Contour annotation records
<<<<

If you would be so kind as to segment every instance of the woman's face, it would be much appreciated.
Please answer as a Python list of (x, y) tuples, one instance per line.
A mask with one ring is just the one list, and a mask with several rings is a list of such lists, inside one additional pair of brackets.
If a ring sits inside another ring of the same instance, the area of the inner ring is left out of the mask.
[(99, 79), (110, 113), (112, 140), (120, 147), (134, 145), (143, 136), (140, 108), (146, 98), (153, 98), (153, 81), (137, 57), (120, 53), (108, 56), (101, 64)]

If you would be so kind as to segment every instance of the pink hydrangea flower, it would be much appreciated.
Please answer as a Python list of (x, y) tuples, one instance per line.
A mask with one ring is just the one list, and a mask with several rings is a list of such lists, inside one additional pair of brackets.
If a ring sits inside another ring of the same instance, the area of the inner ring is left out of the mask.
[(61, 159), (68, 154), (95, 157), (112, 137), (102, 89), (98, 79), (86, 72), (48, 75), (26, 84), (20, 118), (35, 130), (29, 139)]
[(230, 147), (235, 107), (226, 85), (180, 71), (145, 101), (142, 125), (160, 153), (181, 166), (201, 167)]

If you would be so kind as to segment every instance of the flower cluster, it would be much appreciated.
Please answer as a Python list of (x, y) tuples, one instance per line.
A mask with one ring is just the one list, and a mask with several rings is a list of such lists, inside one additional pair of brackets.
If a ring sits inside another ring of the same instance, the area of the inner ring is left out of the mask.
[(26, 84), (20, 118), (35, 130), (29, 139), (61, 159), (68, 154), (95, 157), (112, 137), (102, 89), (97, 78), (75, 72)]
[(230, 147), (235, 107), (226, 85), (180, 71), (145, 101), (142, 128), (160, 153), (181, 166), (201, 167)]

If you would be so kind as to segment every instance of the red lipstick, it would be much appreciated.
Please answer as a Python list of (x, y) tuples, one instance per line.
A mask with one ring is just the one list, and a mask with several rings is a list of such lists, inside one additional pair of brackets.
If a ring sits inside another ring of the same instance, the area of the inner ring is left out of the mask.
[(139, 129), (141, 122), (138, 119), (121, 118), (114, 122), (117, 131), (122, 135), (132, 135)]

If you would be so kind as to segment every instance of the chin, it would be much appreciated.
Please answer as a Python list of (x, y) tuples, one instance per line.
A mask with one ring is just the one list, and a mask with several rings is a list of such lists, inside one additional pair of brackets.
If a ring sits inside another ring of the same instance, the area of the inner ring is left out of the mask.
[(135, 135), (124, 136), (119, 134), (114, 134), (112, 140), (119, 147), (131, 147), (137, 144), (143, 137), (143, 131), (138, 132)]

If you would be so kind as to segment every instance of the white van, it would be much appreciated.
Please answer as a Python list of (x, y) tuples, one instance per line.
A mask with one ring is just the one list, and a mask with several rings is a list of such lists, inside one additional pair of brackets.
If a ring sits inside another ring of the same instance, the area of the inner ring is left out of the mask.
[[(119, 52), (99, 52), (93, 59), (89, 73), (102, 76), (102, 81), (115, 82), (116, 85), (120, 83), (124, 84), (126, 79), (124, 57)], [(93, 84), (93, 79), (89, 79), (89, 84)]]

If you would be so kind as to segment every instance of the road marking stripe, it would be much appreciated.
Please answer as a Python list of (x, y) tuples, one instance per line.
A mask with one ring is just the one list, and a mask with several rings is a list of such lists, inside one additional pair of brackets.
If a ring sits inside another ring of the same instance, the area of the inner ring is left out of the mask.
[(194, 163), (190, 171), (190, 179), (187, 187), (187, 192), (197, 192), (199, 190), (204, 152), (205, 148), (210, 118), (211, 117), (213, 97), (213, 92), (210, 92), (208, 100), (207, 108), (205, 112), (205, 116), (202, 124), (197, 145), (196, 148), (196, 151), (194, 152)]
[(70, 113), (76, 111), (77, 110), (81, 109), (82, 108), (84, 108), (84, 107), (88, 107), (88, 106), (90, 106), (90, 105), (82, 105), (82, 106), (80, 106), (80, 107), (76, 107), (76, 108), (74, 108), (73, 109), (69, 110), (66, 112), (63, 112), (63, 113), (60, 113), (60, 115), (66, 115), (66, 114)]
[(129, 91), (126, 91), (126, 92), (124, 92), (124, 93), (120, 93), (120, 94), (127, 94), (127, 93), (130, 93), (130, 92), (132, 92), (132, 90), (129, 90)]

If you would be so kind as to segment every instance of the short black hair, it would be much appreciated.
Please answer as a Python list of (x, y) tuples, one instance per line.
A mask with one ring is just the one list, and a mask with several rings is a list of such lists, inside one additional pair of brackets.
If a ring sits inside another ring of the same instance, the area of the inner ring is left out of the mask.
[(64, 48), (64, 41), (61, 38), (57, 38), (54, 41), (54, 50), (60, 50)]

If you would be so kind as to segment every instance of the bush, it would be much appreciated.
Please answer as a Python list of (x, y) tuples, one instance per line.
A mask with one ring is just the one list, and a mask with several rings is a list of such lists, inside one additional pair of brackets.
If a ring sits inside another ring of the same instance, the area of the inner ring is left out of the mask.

>>>>

Turn the rows into a numbered list. Begin with the first line of the rows, stop after the line containing "56), (101, 64)]", and leave out any blank lines.

- [Full output]
1. If you would be so kind as to segment every instance of the woman's face, it would be much appreciated.
2. Please answer as a Python list of (x, y) tuples, one instance per line.
3. A mask with one ring is just the one list, and a mask with several rings is a list of such lists, inside one additional pair of brackets.
4. If a ring sits inside another ring of the same instance, the area of the inner ring is left out of the mask.
5. [(99, 79), (110, 113), (112, 140), (120, 147), (134, 145), (143, 136), (140, 108), (146, 98), (153, 98), (153, 81), (137, 57), (120, 53), (108, 56), (101, 64)]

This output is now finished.